ABOUT THIS EXERCISE: Where the word "hood" appears in a line below, copy the whole line.

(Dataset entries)
- Opening Delimiter -

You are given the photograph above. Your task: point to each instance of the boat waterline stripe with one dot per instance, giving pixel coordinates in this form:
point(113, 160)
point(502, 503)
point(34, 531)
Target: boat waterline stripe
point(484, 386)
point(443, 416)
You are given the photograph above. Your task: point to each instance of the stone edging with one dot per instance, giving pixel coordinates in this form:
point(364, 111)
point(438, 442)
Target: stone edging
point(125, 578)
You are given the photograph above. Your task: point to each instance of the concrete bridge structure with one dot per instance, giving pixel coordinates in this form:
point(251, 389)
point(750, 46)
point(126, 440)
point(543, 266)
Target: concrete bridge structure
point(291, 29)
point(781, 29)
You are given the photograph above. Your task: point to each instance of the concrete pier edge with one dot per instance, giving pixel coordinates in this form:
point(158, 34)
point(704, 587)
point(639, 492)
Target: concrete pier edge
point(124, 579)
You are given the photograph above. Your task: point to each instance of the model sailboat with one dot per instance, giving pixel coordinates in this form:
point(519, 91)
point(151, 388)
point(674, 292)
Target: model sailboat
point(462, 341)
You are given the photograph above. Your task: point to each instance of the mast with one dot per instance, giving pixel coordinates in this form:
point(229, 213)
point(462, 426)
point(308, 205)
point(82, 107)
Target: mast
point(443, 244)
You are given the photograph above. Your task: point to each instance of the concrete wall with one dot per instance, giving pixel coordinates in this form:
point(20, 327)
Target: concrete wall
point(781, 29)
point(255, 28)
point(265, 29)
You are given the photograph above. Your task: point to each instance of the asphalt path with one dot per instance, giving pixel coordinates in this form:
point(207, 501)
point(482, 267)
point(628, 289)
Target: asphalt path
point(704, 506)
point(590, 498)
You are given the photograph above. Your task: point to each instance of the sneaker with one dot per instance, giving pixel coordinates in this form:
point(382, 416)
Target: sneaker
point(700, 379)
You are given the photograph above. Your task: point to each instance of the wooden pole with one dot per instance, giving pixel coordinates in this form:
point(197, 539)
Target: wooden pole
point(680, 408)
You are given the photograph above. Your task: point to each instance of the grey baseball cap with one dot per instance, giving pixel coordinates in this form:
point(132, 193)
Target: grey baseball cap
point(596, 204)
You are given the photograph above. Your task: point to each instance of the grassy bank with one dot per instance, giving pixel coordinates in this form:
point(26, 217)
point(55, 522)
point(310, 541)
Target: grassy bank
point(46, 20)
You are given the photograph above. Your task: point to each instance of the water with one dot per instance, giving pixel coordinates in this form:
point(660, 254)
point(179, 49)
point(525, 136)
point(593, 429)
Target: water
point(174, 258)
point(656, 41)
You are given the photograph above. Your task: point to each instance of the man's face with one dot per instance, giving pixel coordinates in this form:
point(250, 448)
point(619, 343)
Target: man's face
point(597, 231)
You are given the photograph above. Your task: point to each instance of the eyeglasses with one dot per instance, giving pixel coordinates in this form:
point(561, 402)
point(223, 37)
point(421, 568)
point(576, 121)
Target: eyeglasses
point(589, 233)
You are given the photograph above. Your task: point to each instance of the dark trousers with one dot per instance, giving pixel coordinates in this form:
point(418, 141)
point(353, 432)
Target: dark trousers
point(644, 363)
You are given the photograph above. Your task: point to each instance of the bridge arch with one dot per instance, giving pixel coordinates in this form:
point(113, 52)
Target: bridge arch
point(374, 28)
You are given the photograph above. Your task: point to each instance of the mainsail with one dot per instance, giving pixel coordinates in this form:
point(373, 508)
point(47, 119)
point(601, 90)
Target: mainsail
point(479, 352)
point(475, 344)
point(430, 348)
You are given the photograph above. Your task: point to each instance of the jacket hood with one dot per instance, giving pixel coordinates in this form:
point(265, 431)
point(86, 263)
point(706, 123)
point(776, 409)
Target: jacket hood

- Closing Delimiter -

ANSWER SECTION:
You are given the photograph above. Your task: point to each instance of the jacket hood with one dot per instance, giving pixel coordinates in this form:
Target: jacket hood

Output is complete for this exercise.